TRY IT ->
Which lines belong in the answer? Exactly those from the line containing "Every instance of the rear" through the last line of the records below, repeated as written.

PROVIDED RECORDS ->
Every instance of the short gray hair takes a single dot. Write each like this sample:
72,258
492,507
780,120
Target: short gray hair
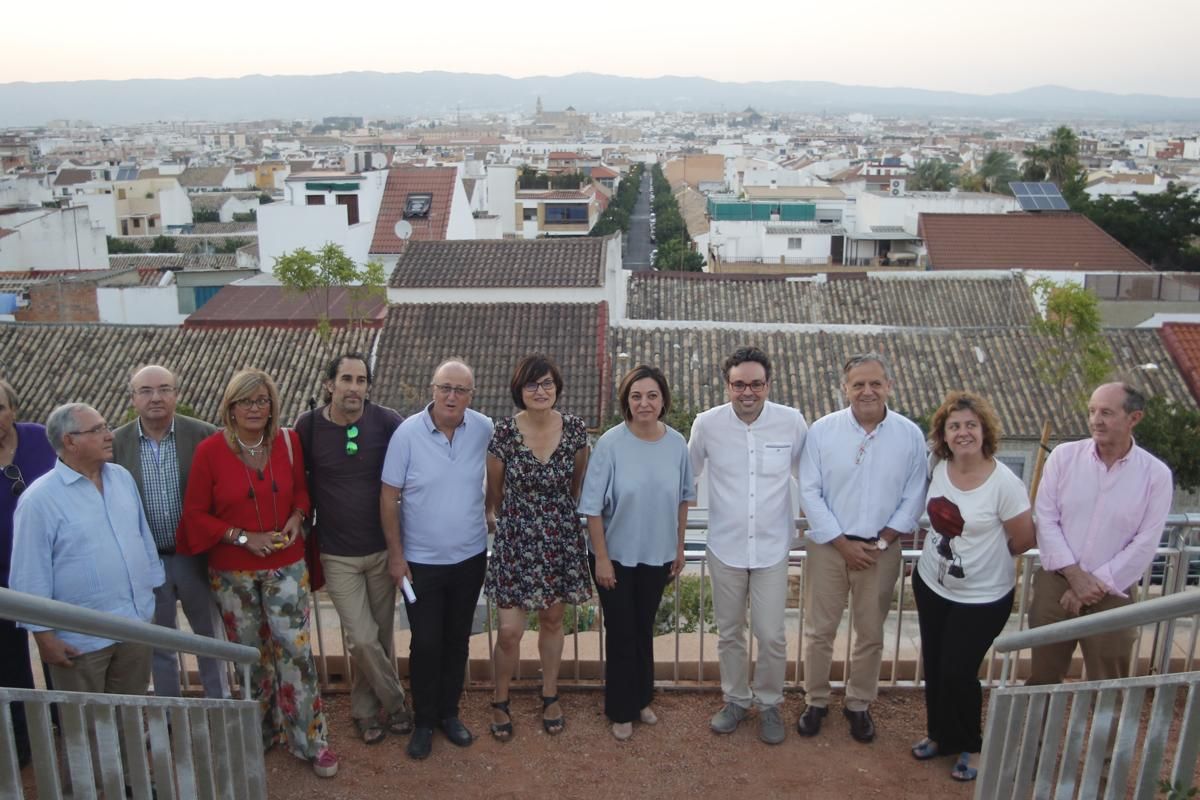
865,358
60,421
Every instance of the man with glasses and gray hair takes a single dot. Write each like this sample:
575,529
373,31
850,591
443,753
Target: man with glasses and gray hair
862,486
82,537
157,449
345,441
433,521
749,449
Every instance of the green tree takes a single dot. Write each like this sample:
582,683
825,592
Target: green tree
316,275
933,175
1171,431
997,169
1072,324
1159,228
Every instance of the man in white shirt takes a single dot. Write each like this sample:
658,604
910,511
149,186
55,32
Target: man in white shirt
750,450
862,485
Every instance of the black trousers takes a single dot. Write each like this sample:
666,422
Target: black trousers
954,638
16,673
439,620
629,611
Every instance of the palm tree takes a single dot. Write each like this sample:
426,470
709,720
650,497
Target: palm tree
934,175
996,170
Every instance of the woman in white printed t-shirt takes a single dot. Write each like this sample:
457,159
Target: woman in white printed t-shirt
964,583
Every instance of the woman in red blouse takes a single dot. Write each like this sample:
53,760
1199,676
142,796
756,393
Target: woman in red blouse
246,500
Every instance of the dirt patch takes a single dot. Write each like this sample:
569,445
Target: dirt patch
678,757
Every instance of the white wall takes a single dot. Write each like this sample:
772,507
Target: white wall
139,305
53,239
174,206
461,223
502,196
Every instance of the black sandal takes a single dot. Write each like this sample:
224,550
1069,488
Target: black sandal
552,727
502,731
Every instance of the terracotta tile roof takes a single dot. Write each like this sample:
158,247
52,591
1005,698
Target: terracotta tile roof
221,228
93,362
492,337
555,194
403,181
259,306
1031,241
1182,341
203,176
930,302
175,262
72,176
807,370
495,263
214,200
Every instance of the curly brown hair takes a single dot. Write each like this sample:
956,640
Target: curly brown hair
961,401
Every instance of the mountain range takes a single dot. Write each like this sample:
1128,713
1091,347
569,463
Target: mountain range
420,94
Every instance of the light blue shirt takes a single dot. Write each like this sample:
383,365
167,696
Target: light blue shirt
856,482
442,487
637,487
78,546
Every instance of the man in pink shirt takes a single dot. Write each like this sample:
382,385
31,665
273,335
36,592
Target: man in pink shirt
1101,512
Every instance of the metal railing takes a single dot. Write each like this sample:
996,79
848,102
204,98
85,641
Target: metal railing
1032,749
693,654
204,749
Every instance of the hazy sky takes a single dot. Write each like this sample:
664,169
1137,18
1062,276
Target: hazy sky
1128,47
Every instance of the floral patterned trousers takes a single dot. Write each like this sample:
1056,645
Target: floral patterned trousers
269,609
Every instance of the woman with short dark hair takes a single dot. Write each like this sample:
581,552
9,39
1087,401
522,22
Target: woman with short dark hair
535,465
635,497
964,582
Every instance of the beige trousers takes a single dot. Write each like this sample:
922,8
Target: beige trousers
828,584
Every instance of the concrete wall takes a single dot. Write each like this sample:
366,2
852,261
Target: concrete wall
139,306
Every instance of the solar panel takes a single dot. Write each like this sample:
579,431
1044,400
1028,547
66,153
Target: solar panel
1038,197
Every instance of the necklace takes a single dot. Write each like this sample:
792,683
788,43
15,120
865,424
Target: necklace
255,449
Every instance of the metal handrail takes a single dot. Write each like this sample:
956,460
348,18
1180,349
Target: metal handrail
1146,612
22,607
64,617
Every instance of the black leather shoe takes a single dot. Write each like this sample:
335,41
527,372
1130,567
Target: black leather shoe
456,732
809,725
420,744
862,728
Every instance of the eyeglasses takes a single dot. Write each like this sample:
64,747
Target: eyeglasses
459,391
862,449
150,391
103,427
13,474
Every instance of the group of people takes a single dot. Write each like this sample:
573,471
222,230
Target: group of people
169,510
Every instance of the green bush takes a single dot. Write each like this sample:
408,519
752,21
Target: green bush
688,585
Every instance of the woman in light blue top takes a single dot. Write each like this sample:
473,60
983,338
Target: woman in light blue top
635,497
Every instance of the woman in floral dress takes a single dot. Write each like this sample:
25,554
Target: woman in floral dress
535,467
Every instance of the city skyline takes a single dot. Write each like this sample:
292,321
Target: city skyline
934,44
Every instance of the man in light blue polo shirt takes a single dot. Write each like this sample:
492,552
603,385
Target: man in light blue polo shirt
81,536
437,537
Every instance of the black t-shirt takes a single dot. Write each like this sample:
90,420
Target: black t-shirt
345,487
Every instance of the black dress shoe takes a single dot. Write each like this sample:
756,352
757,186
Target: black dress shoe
809,725
420,744
861,725
456,732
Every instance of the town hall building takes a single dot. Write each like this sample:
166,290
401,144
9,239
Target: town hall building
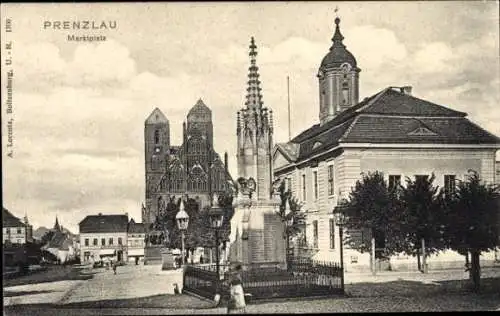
393,132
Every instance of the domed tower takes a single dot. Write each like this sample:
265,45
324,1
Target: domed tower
338,77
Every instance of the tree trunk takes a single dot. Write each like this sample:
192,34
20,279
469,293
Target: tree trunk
424,263
374,268
475,270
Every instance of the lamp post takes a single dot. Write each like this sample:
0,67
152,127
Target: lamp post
216,217
182,219
339,218
289,223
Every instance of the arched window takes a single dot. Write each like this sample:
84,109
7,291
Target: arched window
157,137
160,205
345,93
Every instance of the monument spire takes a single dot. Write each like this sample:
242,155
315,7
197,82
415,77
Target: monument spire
253,97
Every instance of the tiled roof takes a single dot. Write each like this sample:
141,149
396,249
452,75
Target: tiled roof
104,224
391,116
59,240
9,220
386,129
136,228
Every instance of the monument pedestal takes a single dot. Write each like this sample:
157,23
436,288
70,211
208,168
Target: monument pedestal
167,260
257,234
152,254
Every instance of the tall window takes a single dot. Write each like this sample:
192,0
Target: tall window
331,189
449,184
315,184
394,181
332,234
315,234
157,137
345,92
303,187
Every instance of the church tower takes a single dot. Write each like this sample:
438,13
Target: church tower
254,131
198,144
156,150
338,77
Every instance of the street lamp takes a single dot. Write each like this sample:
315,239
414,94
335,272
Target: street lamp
216,216
289,223
182,219
339,213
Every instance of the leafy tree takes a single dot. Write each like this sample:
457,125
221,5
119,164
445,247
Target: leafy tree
296,212
373,207
473,222
423,216
206,234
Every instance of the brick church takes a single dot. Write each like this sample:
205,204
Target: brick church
193,168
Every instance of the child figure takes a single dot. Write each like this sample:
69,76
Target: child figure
236,295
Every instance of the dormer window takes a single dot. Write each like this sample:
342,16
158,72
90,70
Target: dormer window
157,137
317,144
422,131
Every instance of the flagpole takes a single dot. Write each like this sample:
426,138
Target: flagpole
288,95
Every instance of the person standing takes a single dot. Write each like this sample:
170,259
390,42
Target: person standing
236,294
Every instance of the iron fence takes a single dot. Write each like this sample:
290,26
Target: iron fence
304,278
200,281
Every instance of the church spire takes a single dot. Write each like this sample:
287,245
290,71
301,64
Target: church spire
337,36
56,225
254,97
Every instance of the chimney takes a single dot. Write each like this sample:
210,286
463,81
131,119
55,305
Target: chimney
406,90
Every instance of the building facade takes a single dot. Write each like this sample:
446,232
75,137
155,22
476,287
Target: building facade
62,245
193,168
103,236
392,132
135,240
15,230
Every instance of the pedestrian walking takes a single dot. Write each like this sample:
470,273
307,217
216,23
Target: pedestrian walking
236,302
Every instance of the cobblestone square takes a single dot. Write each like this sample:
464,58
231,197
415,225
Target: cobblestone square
146,290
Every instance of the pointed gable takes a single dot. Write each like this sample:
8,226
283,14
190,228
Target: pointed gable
156,117
199,112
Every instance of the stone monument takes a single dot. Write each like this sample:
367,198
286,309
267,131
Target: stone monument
257,231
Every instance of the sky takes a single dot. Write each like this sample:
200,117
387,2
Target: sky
79,107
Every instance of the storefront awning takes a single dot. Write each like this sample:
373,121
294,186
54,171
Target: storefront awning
136,252
107,252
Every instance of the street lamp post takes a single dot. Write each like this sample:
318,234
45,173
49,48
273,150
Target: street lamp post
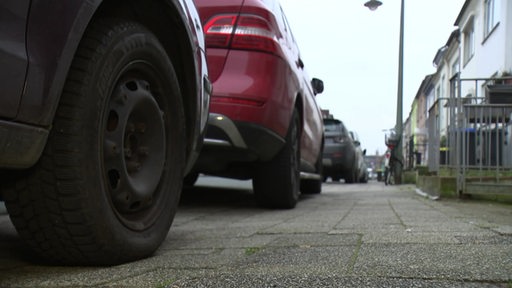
398,154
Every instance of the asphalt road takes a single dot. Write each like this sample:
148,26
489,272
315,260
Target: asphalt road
351,235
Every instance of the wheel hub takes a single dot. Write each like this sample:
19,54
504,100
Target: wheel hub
134,146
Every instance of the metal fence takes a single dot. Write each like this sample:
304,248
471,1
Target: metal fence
471,135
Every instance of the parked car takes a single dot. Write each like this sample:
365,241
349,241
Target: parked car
340,160
104,104
362,167
264,124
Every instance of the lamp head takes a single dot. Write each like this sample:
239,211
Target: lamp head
373,4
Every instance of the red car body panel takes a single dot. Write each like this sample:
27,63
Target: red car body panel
257,88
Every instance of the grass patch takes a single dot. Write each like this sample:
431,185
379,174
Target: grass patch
165,283
252,250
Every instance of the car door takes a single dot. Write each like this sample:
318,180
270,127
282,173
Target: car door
13,56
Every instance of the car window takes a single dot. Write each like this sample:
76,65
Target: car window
332,125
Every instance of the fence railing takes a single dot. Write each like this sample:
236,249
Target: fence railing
471,135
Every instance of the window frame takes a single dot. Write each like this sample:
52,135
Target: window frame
490,17
469,40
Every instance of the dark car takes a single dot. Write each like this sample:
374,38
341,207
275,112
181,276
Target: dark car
362,167
265,124
340,159
104,106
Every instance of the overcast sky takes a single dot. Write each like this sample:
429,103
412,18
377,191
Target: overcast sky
355,52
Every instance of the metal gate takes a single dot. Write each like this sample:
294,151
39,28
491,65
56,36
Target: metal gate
475,141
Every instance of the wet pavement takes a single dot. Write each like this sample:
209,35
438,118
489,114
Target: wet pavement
350,235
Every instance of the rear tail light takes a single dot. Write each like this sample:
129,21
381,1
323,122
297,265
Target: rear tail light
244,32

FINISHED TASK ->
Every instance of the rear tail light takes a single dot. Write each like this sample:
129,21
381,1
323,122
297,265
Target: rear tail light
244,32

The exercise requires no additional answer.